Problem to solve —
The records that follow are to be transcribed in full, leaving out each picture.
[[ Data extract open ]]
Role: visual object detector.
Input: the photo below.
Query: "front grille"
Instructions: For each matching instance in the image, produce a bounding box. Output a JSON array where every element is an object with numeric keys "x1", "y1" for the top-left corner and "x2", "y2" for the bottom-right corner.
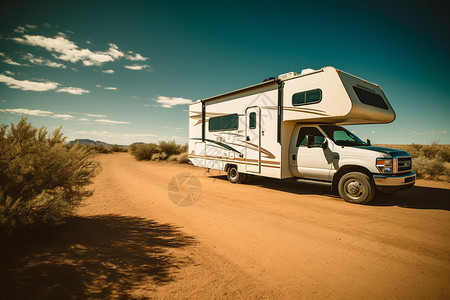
[{"x1": 396, "y1": 157, "x2": 412, "y2": 173}]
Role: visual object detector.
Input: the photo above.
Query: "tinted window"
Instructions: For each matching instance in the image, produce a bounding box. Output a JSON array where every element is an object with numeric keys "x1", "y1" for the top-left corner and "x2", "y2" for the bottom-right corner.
[
  {"x1": 296, "y1": 127, "x2": 325, "y2": 147},
  {"x1": 209, "y1": 114, "x2": 239, "y2": 131},
  {"x1": 249, "y1": 112, "x2": 256, "y2": 129},
  {"x1": 292, "y1": 89, "x2": 322, "y2": 106},
  {"x1": 353, "y1": 86, "x2": 388, "y2": 110}
]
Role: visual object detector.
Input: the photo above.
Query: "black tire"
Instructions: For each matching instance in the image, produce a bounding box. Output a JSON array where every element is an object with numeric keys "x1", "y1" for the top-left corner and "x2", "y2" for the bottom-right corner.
[
  {"x1": 227, "y1": 165, "x2": 247, "y2": 184},
  {"x1": 338, "y1": 172, "x2": 375, "y2": 204}
]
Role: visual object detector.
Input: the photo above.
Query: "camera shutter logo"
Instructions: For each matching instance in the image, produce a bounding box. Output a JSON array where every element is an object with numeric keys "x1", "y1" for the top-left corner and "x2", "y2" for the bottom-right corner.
[{"x1": 167, "y1": 173, "x2": 202, "y2": 207}]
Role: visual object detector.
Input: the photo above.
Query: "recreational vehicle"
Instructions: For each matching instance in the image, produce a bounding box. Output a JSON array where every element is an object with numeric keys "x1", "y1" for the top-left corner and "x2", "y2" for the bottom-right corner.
[{"x1": 188, "y1": 66, "x2": 415, "y2": 204}]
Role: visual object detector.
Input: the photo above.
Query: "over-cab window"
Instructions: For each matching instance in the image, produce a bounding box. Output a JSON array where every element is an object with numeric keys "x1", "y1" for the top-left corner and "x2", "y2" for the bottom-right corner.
[
  {"x1": 292, "y1": 89, "x2": 322, "y2": 106},
  {"x1": 353, "y1": 86, "x2": 388, "y2": 110},
  {"x1": 209, "y1": 114, "x2": 239, "y2": 131}
]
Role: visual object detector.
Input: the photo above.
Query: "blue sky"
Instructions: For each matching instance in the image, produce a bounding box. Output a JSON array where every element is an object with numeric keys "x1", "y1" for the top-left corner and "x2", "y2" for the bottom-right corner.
[{"x1": 0, "y1": 0, "x2": 449, "y2": 145}]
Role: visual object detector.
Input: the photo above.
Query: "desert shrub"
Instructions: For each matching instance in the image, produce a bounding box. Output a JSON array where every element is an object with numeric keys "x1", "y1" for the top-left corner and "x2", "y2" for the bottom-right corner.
[
  {"x1": 413, "y1": 157, "x2": 446, "y2": 180},
  {"x1": 0, "y1": 118, "x2": 100, "y2": 236},
  {"x1": 167, "y1": 154, "x2": 179, "y2": 162},
  {"x1": 110, "y1": 145, "x2": 128, "y2": 152},
  {"x1": 130, "y1": 143, "x2": 160, "y2": 160},
  {"x1": 176, "y1": 152, "x2": 190, "y2": 164},
  {"x1": 436, "y1": 147, "x2": 450, "y2": 162},
  {"x1": 158, "y1": 140, "x2": 182, "y2": 157},
  {"x1": 151, "y1": 152, "x2": 167, "y2": 161},
  {"x1": 92, "y1": 145, "x2": 112, "y2": 154}
]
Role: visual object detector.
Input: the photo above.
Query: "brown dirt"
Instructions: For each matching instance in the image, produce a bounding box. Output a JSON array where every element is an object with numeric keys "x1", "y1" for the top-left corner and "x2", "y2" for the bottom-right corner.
[{"x1": 2, "y1": 152, "x2": 450, "y2": 299}]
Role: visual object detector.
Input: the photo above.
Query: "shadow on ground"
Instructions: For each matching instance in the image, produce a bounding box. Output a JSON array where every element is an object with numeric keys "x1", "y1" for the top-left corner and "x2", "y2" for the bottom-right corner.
[
  {"x1": 0, "y1": 215, "x2": 196, "y2": 299},
  {"x1": 210, "y1": 175, "x2": 450, "y2": 211}
]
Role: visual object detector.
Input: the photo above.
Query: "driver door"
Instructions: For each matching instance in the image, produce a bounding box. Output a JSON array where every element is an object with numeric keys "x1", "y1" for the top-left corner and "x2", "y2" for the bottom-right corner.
[{"x1": 293, "y1": 126, "x2": 333, "y2": 180}]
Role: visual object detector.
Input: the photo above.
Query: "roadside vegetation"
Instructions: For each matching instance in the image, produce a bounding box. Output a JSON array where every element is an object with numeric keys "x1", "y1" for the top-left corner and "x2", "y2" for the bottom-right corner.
[
  {"x1": 0, "y1": 118, "x2": 100, "y2": 237},
  {"x1": 85, "y1": 144, "x2": 128, "y2": 154},
  {"x1": 379, "y1": 143, "x2": 450, "y2": 181},
  {"x1": 130, "y1": 141, "x2": 189, "y2": 164}
]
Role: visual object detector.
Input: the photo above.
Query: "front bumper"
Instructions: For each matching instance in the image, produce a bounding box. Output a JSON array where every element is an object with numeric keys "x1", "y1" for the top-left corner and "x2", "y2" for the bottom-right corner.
[{"x1": 373, "y1": 171, "x2": 416, "y2": 187}]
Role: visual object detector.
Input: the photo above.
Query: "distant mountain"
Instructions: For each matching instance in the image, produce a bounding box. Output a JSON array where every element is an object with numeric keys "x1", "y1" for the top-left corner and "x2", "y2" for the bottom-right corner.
[{"x1": 67, "y1": 139, "x2": 128, "y2": 148}]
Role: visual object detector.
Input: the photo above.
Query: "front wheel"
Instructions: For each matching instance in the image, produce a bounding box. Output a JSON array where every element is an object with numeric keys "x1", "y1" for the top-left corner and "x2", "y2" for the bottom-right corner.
[
  {"x1": 338, "y1": 172, "x2": 375, "y2": 204},
  {"x1": 227, "y1": 165, "x2": 247, "y2": 184}
]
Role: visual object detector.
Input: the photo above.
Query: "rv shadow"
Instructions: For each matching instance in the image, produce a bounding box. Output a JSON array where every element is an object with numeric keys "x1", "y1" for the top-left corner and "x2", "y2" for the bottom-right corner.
[
  {"x1": 370, "y1": 185, "x2": 450, "y2": 211},
  {"x1": 209, "y1": 175, "x2": 450, "y2": 211},
  {"x1": 210, "y1": 175, "x2": 338, "y2": 198},
  {"x1": 0, "y1": 215, "x2": 196, "y2": 299}
]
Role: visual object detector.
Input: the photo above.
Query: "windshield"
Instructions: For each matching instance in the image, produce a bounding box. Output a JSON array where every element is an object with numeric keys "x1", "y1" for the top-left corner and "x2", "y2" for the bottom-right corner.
[{"x1": 320, "y1": 125, "x2": 367, "y2": 146}]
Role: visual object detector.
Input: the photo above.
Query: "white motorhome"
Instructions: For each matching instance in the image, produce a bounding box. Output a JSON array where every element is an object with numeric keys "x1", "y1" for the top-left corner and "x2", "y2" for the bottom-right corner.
[[ Data extract closed ]]
Solution to the problem —
Role: visual object detector.
Input: the photo below.
Query: "front grille"
Instructions: For each matching instance in the image, produce a bounding box. Output a JSON array where every element is an object with numeric keys "x1", "y1" for the top-left corner and "x2", "y2" for the bottom-right corner.
[{"x1": 396, "y1": 157, "x2": 412, "y2": 173}]
Role: visual object detector.
Input: the photo above.
Query: "tinted window"
Instructions: For each matching instance in the image, produce a bounding box. Output a JSON array where every element is an object with numeric keys "x1", "y1" for the top-left corner and "x2", "y2" for the bottom-right corner.
[
  {"x1": 296, "y1": 127, "x2": 325, "y2": 147},
  {"x1": 209, "y1": 114, "x2": 239, "y2": 131},
  {"x1": 249, "y1": 112, "x2": 256, "y2": 129},
  {"x1": 292, "y1": 89, "x2": 322, "y2": 106},
  {"x1": 353, "y1": 86, "x2": 388, "y2": 110}
]
Role: visual object detector.
Input: the photo above.
Query: "black tire"
Instructions: For each matching instance in the image, produce a bounding box. Output a JSON array where every element is an object with numeric keys "x1", "y1" for the top-left corner and "x2", "y2" for the bottom-right corner.
[
  {"x1": 227, "y1": 165, "x2": 247, "y2": 184},
  {"x1": 338, "y1": 172, "x2": 375, "y2": 204}
]
Role: visual object detector.
Input: the photo above.
Query: "camera shutter logo"
Instructions: For each matching instance in the image, produce a bounding box. Output a JSON array where every element is an object with numeric keys "x1", "y1" for the top-left corner and "x2", "y2" for the bottom-right corner.
[{"x1": 167, "y1": 173, "x2": 202, "y2": 207}]
Role: visual object detector.
Input: the photo above.
Query: "recreational vehicle"
Instructions: For each matching instance in the image, produce a bounding box. Output a JSON array where every element is an object with numeric keys "x1", "y1" for the top-left corner and "x2", "y2" for the bottom-right corner.
[{"x1": 188, "y1": 66, "x2": 415, "y2": 204}]
Role: visual object detector.
Input: the photo above.
Query: "over-cab window"
Instructions: For each matching instance in the image, produce a bounding box. Output a JSON array where every element is an object with numeric keys "x1", "y1" for the top-left corner and "x2", "y2" for the bottom-right corner.
[
  {"x1": 292, "y1": 89, "x2": 322, "y2": 106},
  {"x1": 353, "y1": 86, "x2": 388, "y2": 110},
  {"x1": 209, "y1": 114, "x2": 239, "y2": 131}
]
Role: visual object detector.
Input: the photo above.
Query: "blue sky"
Instructions: For each matching instance in the image, produce a bounding box. Output a JSON array where every element is an object with numeric keys "x1", "y1" for the top-left corner and "x2", "y2" for the bottom-right corner.
[{"x1": 0, "y1": 0, "x2": 449, "y2": 145}]
Role: visual object detector.
Input: the photo above.
Query: "desert shrub"
Instructions: For each matching instance in the image, produce a bounding box. Output a JSON array where every element is an object with numeric keys "x1", "y1" for the top-left corner and "x2", "y2" for the bottom-right corner.
[
  {"x1": 413, "y1": 157, "x2": 446, "y2": 180},
  {"x1": 0, "y1": 118, "x2": 100, "y2": 236},
  {"x1": 167, "y1": 154, "x2": 179, "y2": 162},
  {"x1": 110, "y1": 145, "x2": 128, "y2": 152},
  {"x1": 130, "y1": 143, "x2": 160, "y2": 160},
  {"x1": 176, "y1": 152, "x2": 190, "y2": 164},
  {"x1": 436, "y1": 147, "x2": 450, "y2": 162},
  {"x1": 158, "y1": 140, "x2": 182, "y2": 157},
  {"x1": 151, "y1": 152, "x2": 167, "y2": 161},
  {"x1": 92, "y1": 145, "x2": 112, "y2": 154}
]
Role: visual object detector.
Input: the photo above.
Query: "brown dirt"
Instructions: For each matching instance in the image, produce a bounding box. Output a JSON array where every element is an object with numeric keys "x1", "y1" for the top-left corner and "x2", "y2" for the bottom-right corner.
[{"x1": 2, "y1": 152, "x2": 450, "y2": 299}]
Role: visual object detector.
Input: the photo above.
Query: "shadow on ground"
Instructions: For each matching instance in the image, produce a bounding box. Output a JSON array where every element is an object with numeric keys "x1", "y1" for the top-left corner and "x2", "y2" for the bottom-right corner.
[
  {"x1": 0, "y1": 215, "x2": 196, "y2": 299},
  {"x1": 210, "y1": 175, "x2": 450, "y2": 211}
]
Role: visual object detector.
Input: the photo above.
Query: "driver door"
Instructions: For each matching instance in the image, produce a bounding box. Output a JSON array where every element is an object with numeric keys "x1", "y1" for the top-left corner and "x2", "y2" for the bottom-right corner.
[{"x1": 293, "y1": 126, "x2": 333, "y2": 180}]
Role: visual object detector.
Input: the photo above.
Query: "roadside vegetation"
Instructions: For each matching instance in the image, produce a bounding box. Output a JSON array where every element is an object with numeric keys "x1", "y1" for the top-left corner and "x2", "y2" for the bottom-right corner.
[
  {"x1": 0, "y1": 118, "x2": 100, "y2": 237},
  {"x1": 85, "y1": 144, "x2": 128, "y2": 154},
  {"x1": 379, "y1": 143, "x2": 450, "y2": 181},
  {"x1": 130, "y1": 141, "x2": 189, "y2": 164}
]
Role: visual object detector.
Input: the photo above.
Query: "front bumper"
Instructions: For each matching instance in the image, produce a bounding box. Output a JSON array where every element is an object with numeric keys "x1", "y1" for the top-left corner and "x2", "y2" for the bottom-right corner.
[{"x1": 373, "y1": 171, "x2": 416, "y2": 187}]
Role: visual object detector.
Input: the photo above.
Query: "distant mountain"
Instructions: For each matching instance in the image, produce a bounding box. Output a JSON array where every element is an object with numeric keys "x1", "y1" for the top-left corner and "x2", "y2" for the bottom-right corner.
[{"x1": 67, "y1": 139, "x2": 128, "y2": 148}]
Role: visual object detector.
Input: the photo above.
Query: "front wheel"
Instructions: For each matching instance in the image, produce a bounding box. Output a JSON array where every element is an object with numeric keys "x1", "y1" for the top-left corner and "x2", "y2" for the bottom-right corner.
[
  {"x1": 338, "y1": 172, "x2": 375, "y2": 204},
  {"x1": 227, "y1": 165, "x2": 247, "y2": 184}
]
Role: visual object detector.
Input: the photo above.
Query: "rv shadow"
Instructions: For each matching instance in the image, produce a bounding box. Output a JSON array where every element is an object with numeric keys "x1", "y1" for the top-left corner and "x2", "y2" for the bottom-right corner.
[
  {"x1": 370, "y1": 185, "x2": 450, "y2": 211},
  {"x1": 209, "y1": 175, "x2": 450, "y2": 211},
  {"x1": 210, "y1": 175, "x2": 338, "y2": 198},
  {"x1": 0, "y1": 215, "x2": 196, "y2": 299}
]
Role: visual object detector.
Input: the photo above.
Query: "windshield"
Instructions: For each matching instance in the image, produce a bounding box. Output a JSON array where every element is an object with numeric keys "x1", "y1" for the top-left corner and "x2", "y2" for the bottom-right corner.
[{"x1": 320, "y1": 125, "x2": 367, "y2": 146}]
Role: visual object detector.
Input: the photo above.
Query: "white motorhome"
Instructions: For each matching instance in the image, produce a bounding box. Output a JSON array where every element is an object with numeric keys "x1", "y1" for the top-left corner and "x2", "y2" for the bottom-right corner.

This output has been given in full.